___ Records for the task

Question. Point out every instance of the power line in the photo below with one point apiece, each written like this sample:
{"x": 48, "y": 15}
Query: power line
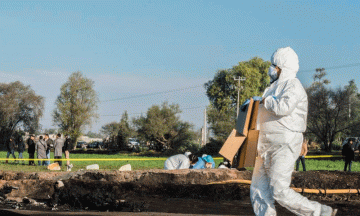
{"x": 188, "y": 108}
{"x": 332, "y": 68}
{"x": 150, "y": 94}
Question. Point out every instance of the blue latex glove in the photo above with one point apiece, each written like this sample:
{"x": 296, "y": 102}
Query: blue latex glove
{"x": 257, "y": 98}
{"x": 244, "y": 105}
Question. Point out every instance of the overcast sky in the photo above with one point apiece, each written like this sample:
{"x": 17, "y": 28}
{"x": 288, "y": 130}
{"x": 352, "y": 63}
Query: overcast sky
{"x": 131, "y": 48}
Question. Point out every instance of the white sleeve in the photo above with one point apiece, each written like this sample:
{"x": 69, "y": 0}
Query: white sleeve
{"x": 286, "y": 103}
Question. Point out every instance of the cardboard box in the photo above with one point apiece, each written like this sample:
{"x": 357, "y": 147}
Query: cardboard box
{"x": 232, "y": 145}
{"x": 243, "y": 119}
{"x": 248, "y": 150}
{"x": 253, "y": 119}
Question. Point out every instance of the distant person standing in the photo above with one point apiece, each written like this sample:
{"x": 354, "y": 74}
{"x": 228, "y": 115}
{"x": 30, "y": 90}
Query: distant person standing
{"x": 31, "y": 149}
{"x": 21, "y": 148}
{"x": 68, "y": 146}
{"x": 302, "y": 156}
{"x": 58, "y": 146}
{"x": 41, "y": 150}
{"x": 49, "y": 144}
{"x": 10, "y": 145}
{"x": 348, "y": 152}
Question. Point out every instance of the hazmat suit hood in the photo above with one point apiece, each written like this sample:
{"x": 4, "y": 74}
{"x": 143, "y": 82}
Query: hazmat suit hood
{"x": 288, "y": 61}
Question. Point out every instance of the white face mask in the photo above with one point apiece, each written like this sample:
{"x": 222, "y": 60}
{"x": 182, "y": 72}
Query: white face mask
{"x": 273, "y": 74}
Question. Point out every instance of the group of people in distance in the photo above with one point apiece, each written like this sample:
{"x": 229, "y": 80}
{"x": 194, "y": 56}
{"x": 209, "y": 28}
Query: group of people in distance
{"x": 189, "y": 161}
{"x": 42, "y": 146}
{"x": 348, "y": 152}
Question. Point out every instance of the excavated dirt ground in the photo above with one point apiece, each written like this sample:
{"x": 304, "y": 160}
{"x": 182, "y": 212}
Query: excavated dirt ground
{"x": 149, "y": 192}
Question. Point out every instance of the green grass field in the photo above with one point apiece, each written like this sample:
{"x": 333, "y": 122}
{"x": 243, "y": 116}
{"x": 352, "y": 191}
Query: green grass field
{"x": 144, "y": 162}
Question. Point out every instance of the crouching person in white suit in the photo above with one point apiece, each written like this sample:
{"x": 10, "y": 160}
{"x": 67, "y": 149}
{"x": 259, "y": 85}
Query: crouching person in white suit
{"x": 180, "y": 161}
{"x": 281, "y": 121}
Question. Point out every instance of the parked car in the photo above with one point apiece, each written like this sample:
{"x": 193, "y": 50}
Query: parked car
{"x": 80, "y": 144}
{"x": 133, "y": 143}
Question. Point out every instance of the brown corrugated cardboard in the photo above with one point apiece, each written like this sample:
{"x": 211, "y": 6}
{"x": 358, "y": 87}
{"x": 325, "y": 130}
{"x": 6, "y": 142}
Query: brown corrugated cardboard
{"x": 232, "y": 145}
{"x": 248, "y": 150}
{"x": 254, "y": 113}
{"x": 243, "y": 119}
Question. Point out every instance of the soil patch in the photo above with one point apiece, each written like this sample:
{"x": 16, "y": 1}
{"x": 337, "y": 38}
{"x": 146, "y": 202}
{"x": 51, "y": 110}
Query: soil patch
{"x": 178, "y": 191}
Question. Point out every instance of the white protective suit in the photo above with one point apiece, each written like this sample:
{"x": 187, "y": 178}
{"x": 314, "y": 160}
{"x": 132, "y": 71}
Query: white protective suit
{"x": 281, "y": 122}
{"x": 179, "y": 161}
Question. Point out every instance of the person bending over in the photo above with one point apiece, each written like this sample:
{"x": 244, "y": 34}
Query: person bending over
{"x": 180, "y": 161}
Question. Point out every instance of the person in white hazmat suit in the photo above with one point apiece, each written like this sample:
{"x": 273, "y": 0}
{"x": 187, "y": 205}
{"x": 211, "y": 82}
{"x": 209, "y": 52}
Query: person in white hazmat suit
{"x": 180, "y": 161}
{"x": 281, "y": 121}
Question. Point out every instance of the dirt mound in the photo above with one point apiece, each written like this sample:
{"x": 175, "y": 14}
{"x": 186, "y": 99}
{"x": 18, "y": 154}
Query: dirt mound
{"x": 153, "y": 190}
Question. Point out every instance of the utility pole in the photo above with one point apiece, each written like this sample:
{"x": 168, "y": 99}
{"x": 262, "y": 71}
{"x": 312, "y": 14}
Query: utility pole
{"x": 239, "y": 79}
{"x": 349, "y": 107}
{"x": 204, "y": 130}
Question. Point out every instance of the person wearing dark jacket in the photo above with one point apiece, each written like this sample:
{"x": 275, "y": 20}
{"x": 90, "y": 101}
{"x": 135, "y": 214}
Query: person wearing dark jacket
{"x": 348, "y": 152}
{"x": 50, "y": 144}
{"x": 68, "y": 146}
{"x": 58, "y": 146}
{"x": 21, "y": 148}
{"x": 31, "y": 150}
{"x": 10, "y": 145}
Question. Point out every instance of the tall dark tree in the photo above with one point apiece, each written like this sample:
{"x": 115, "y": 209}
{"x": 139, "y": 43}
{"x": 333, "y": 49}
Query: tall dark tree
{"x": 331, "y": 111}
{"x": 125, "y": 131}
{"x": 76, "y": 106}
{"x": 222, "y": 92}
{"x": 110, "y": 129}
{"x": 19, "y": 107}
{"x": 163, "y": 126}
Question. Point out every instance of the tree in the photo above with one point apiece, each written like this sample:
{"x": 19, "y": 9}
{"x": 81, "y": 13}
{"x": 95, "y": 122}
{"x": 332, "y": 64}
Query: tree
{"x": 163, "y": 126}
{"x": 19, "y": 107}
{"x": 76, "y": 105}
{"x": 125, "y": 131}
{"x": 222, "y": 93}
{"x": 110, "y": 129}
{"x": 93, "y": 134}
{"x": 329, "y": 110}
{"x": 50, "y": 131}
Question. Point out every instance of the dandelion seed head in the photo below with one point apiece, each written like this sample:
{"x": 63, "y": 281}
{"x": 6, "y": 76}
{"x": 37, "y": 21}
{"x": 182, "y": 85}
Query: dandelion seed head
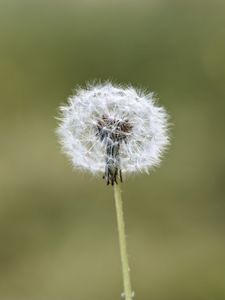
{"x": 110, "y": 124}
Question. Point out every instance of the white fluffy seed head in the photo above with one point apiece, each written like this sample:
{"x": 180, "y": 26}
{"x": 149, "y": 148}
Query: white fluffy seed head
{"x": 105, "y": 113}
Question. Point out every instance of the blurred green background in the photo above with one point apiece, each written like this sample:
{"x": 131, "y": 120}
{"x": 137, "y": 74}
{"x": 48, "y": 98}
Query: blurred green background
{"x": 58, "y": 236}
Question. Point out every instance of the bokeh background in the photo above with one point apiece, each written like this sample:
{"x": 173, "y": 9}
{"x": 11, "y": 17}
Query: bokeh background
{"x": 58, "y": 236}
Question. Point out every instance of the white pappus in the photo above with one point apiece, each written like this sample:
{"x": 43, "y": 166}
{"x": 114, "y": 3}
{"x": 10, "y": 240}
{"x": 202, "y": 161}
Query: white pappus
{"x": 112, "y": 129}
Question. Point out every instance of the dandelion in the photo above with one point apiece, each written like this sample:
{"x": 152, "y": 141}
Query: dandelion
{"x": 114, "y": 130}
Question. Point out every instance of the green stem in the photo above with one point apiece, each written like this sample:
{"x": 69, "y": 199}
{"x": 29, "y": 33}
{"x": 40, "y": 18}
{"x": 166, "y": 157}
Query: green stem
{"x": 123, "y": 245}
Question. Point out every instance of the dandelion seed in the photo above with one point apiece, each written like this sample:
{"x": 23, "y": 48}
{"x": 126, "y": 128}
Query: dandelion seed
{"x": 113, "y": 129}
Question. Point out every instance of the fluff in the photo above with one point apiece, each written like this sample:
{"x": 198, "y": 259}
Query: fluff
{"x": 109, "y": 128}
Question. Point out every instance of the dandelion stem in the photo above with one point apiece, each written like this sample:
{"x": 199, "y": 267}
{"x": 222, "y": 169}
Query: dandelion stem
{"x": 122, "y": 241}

______

#### Task requirements:
Copy the lines from the one containing "Question. Point out every instance of the dandelion stem" through the last line, inclusive, replacing "dandelion stem" with "flower stem" and keeping everything else the same.

#### Right answer:
Question. Point out every instance of the flower stem in the photo above with one point apiece, each written like this sample:
{"x": 199, "y": 267}
{"x": 222, "y": 169}
Query: flower stem
{"x": 122, "y": 241}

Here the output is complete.